International career
- Years: Team / Apps / (Points)
- 2021: South Africa U18
- 2022-2023: South Africa U20 / 9 / (16)
- 2026-: South Africa 'A / 5 / (1)
- Correct as of 22 June 2026

= Imad Khan =

South African Rugby Player

Imad Khan (born 2 December 2003) is a South African rugby union player who currently plays as a scrum-half for the Western Province Currie Cup team and DHL Stormers.

Khan has also represented SA Schools, Junior Springboks, Western Province rugby, and the UCT Ikey Tigers.

== Early life and education ==
Imad Khan was born on 2 December 2003 in Cape Town, South Africa. He attended Bishops Diocesan College for the entirety of his schooling career. Khan went on to attend the University of Cape Town where he played for the Ikey Tigers Varsity Cup team.

== Rugby career ==
In 2021, Khan was selected to represent the U18 SA Schools team and also represented Bishops Diocesan College at a first team level.

In 2022, Khan was contracted to represent Western Province/Stormers. Imad was also selected to represent and play for the various Western Province rugby age groups throughout the year, namely the U19, U20 and U21 Western Province teams. Imad also represented the UCT Ikey Tigers for the 2022 Varsity Cup rugby tournament.

Khan was further selected to be a part of the Junior Springboks team who won the 2022 U20 Six Nations Summer Series in Italy, where he scored a try against France.

In 2023, Imad made his URC debut for the DHL Stormers against Glasgow and also played for the U20 Western Province team. Following his success at the U20 level, Khan was called up to the Western Province Currie Cup team and made his debut against the Griquas.

John Dobson, DHL Stormers head coach, stated that he believes "Imad Khan is going to be a star of SA rugby".

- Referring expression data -
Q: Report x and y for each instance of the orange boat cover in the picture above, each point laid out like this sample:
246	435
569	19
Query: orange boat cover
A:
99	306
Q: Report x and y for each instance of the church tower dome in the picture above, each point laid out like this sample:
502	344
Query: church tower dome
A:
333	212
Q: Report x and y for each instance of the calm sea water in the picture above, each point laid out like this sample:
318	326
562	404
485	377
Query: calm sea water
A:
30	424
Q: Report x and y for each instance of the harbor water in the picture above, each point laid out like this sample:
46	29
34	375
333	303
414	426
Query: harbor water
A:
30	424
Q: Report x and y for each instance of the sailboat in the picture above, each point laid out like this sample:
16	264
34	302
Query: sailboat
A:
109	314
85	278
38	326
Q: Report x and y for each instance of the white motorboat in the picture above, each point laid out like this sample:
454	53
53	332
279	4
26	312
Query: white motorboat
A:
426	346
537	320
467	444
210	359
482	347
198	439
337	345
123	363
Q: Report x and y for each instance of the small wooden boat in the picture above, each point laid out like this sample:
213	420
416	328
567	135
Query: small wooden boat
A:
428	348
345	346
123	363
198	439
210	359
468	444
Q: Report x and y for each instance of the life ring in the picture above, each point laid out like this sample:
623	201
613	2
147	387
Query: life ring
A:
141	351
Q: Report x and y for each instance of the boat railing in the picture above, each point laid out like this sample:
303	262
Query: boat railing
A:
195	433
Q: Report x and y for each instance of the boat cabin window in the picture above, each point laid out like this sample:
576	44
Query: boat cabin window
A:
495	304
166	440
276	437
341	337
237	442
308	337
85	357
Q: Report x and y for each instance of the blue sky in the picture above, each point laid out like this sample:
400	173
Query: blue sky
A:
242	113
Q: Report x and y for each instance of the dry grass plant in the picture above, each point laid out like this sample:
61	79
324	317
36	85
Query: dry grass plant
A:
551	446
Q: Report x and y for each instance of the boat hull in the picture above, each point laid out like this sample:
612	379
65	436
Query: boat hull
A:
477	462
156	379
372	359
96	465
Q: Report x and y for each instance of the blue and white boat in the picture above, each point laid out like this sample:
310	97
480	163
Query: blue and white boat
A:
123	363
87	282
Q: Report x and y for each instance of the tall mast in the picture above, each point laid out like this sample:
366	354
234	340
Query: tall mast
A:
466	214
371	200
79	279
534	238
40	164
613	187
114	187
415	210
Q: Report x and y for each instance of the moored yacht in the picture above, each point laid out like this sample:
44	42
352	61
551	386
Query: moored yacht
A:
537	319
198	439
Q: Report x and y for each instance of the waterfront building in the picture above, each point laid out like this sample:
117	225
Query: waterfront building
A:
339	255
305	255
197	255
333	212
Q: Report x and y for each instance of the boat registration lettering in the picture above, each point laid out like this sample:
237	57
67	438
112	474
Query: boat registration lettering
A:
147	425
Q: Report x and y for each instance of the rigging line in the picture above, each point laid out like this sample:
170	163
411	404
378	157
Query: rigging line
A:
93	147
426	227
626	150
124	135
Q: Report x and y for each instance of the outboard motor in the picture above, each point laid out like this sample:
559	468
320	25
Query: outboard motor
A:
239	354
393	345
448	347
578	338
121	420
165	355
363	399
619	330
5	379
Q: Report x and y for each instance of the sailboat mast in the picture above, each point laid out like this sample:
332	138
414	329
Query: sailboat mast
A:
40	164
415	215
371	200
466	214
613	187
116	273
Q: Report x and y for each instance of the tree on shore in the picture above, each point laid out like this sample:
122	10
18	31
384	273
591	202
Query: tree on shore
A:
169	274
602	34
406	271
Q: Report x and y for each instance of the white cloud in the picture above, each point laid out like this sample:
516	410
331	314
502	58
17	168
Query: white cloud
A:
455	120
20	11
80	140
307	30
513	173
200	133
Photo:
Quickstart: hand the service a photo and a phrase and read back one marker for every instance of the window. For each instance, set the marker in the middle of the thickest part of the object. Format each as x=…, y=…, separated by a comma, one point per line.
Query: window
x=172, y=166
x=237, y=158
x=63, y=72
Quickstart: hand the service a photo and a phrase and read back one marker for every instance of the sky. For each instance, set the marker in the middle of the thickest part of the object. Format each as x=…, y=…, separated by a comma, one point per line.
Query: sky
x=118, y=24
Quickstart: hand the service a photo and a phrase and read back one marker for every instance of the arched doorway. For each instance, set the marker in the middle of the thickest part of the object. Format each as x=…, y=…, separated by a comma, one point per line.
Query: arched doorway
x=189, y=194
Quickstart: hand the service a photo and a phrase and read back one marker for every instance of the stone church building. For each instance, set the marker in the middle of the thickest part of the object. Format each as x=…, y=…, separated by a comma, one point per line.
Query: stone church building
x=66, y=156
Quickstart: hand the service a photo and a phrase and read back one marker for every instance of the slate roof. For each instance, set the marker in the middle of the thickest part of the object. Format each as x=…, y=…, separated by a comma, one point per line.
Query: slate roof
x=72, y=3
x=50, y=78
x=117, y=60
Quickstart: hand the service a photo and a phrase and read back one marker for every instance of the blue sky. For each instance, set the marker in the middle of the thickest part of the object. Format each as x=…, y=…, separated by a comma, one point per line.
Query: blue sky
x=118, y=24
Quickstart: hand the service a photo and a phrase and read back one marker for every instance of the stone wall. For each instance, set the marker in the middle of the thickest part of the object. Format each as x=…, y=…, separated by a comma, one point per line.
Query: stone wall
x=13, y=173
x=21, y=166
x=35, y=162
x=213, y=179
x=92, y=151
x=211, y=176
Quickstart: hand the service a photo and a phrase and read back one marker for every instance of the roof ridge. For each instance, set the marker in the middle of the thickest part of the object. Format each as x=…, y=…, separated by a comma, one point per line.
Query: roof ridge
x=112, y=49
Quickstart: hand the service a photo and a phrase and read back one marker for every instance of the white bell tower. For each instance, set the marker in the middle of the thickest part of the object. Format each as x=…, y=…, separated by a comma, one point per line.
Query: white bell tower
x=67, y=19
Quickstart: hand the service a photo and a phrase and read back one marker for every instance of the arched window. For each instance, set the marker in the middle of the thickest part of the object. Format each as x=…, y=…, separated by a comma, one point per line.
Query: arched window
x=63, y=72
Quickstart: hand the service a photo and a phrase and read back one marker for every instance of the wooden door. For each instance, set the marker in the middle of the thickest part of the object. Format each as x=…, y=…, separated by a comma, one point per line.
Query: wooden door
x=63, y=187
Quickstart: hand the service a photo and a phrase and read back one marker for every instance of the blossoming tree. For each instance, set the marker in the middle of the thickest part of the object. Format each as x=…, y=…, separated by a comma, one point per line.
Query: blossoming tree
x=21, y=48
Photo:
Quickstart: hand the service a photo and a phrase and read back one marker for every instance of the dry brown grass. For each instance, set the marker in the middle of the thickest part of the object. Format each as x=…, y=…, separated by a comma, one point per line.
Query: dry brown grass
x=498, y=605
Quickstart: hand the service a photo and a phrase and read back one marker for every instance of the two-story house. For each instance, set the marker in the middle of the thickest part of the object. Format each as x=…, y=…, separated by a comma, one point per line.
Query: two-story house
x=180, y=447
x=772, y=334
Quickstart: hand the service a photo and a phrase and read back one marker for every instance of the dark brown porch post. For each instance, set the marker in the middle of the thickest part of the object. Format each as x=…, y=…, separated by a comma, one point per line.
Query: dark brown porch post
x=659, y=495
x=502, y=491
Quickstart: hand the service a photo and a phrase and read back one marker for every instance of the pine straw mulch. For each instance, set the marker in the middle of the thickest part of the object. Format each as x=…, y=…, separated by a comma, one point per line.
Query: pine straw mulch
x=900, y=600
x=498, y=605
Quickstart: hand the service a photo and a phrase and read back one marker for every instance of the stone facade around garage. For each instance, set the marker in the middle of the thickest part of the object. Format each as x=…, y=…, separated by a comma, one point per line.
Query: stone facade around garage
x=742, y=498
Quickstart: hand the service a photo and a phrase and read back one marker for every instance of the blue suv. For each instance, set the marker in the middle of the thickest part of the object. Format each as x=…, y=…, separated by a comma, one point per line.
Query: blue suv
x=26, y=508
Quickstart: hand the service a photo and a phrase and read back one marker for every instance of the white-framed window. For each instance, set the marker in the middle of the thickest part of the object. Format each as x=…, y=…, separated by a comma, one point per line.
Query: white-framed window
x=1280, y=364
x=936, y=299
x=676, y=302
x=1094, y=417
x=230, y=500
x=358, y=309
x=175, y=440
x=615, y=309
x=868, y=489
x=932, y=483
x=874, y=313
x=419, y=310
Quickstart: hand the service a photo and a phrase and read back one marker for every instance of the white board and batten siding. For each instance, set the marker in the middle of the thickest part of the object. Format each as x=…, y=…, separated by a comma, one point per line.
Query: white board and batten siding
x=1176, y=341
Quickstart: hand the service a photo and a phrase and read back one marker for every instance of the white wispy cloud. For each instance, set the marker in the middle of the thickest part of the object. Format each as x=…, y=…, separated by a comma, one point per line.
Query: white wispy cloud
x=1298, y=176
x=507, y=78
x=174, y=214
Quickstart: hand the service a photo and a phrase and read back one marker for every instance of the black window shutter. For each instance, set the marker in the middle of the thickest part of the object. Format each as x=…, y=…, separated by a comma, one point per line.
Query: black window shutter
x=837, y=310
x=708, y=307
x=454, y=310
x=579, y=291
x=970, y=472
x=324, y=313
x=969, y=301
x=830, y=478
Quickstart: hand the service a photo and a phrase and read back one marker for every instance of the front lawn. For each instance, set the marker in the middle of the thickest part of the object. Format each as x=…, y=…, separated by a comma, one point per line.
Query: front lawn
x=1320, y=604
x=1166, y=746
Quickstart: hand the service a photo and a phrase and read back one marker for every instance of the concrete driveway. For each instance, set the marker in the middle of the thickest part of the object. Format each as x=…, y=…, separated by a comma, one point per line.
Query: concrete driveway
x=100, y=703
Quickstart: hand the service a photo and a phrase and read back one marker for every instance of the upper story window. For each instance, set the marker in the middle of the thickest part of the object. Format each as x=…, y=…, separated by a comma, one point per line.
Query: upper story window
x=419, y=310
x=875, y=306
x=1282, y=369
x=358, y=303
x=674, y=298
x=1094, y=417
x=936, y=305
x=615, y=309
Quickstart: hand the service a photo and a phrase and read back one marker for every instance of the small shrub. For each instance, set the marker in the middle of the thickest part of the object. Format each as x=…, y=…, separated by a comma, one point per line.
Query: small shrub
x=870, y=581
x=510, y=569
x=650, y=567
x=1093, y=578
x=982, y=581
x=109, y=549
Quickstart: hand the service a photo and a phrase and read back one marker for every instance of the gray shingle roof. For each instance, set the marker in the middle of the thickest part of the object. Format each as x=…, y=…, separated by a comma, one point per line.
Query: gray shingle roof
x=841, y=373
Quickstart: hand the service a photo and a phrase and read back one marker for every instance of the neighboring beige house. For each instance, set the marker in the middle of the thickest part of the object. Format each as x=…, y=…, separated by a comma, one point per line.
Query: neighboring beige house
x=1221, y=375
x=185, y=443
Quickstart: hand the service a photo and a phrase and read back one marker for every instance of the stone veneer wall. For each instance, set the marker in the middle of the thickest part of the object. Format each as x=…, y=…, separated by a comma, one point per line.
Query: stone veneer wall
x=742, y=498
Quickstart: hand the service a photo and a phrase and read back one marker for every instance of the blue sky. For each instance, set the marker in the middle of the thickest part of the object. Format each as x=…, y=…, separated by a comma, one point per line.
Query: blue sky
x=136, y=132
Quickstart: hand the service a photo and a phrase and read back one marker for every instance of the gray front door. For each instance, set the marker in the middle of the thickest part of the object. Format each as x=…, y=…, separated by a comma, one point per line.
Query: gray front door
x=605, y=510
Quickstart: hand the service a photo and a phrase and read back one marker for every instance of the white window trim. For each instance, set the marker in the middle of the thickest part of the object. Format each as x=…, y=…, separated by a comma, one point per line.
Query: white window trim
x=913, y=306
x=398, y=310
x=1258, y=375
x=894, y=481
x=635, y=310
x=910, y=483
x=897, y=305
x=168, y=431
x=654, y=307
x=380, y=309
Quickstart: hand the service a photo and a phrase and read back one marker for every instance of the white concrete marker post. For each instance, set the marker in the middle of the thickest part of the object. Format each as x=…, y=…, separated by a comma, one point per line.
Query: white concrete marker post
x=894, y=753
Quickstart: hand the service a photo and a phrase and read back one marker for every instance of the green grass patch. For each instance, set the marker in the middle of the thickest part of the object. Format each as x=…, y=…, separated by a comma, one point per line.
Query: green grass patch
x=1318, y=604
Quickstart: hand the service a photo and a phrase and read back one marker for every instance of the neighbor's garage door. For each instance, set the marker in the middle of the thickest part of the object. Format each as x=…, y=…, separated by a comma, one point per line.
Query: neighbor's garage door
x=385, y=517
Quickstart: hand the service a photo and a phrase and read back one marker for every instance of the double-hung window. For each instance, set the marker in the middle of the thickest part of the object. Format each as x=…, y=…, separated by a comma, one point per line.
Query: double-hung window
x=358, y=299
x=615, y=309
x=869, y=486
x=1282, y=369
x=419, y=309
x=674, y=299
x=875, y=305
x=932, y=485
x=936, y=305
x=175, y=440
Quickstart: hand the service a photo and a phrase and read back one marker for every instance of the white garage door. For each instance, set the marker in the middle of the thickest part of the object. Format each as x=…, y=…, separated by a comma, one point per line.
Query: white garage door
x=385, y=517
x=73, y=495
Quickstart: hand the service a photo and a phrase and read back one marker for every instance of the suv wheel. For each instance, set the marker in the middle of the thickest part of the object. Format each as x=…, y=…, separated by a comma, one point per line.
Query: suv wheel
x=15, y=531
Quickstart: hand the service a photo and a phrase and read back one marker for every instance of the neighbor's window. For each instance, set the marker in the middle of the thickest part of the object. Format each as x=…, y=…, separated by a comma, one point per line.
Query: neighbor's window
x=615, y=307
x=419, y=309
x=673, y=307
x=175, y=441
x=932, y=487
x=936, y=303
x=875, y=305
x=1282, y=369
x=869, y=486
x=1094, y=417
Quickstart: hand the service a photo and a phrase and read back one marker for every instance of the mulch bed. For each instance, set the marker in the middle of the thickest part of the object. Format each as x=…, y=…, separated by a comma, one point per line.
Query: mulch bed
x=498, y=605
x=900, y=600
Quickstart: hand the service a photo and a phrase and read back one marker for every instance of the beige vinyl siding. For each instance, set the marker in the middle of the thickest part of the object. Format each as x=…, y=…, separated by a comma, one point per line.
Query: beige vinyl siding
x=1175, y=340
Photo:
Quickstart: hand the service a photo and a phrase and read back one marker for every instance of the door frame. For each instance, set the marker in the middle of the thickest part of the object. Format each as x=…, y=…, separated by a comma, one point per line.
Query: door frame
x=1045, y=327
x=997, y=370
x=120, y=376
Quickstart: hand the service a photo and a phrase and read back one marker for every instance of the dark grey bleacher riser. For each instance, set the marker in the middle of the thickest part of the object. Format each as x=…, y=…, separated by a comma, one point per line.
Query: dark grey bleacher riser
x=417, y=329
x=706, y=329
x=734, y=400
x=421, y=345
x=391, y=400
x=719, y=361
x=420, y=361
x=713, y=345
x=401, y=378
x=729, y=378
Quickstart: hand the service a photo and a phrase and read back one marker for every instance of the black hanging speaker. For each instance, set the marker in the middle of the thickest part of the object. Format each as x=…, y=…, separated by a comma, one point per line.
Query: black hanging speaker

- EXERCISE TASKS -
A - Duplicate the Imad Khan biography from "Khan has also" to "first team level.".
B - In the Imad Khan biography, list the teams named in the sentence saying Khan has also represented them.
C - What does the Imad Khan biography give as the basis for Khan being called up to the Western Province Currie Cup team?
The items are material separate from the Imad Khan biography.

- COMPLETED EXERCISE -
A -
Khan has also represented SA Schools, Junior Springboks, Western Province rugby, and the UCT Ikey Tigers.

== Early life and education ==
Imad Khan was born on 2 December 2003 in Cape Town, South Africa. He attended Bishops Diocesan College for the entirety of his schooling career. Khan went on to attend the University of Cape Town where he played for the Ikey Tigers Varsity Cup team.

== Rugby career ==
In 2021, Khan was selected to represent the U18 SA Schools team and also represented Bishops Diocesan College at a first team level.

B - SA Schools, Junior Springboks, Western Province rugby, UCT Ikey Tigers

C - The call-up followed his success at the U20 level, where he had played for the U20 Western Province team in 2023. He then made his Currie Cup debut against the Griquas.